Render the records below as a CSV file with two columns, request and answer, giving one row per record with each value in a single quoted field and any line breaks replaced by spaces. Cover every record, and leave the pictures out.

++++ Data listing

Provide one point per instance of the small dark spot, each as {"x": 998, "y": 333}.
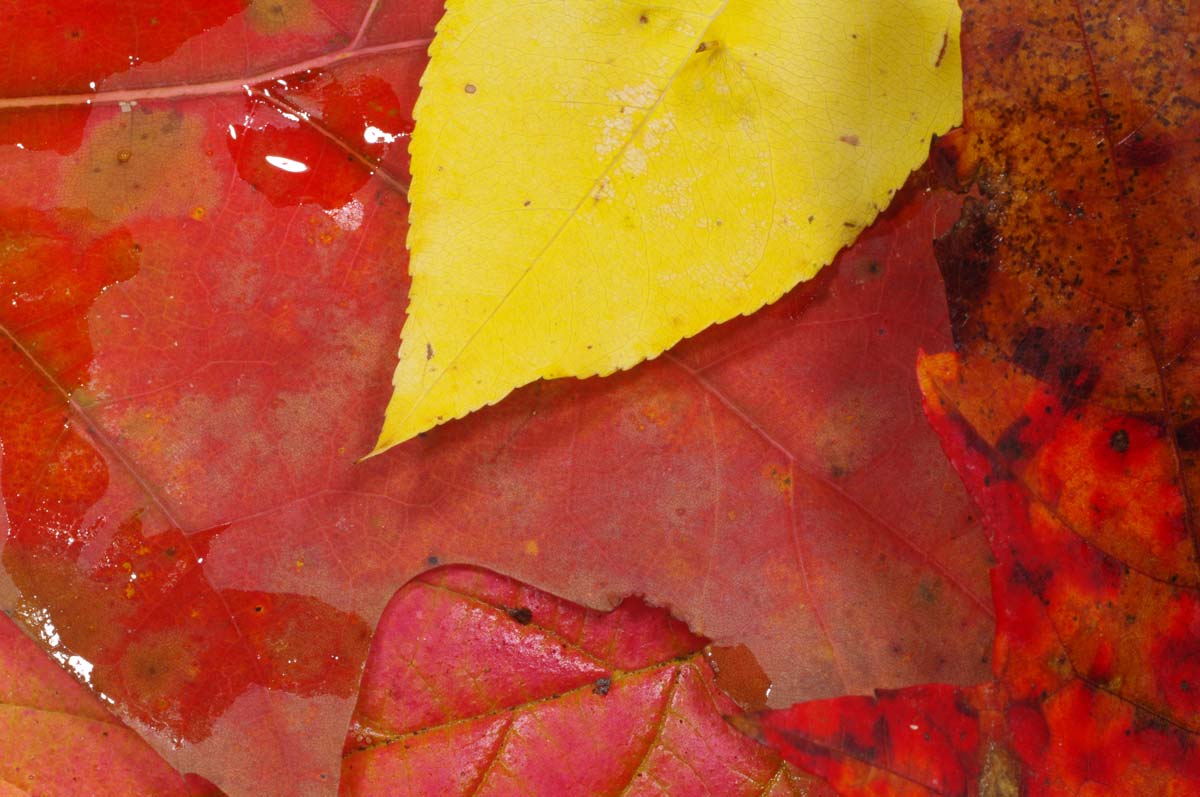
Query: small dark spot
{"x": 1009, "y": 445}
{"x": 521, "y": 615}
{"x": 1005, "y": 42}
{"x": 1140, "y": 153}
{"x": 1188, "y": 436}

++++++++

Correct answer:
request,answer
"Provide one point per instance of the small dark spot, each as {""x"": 998, ""y"": 333}. Query: small dark spot","{""x"": 1009, ""y"": 445} {""x"": 521, ""y"": 615} {""x"": 1005, ""y"": 42} {""x"": 1140, ""y"": 153} {""x"": 1188, ""y"": 436}"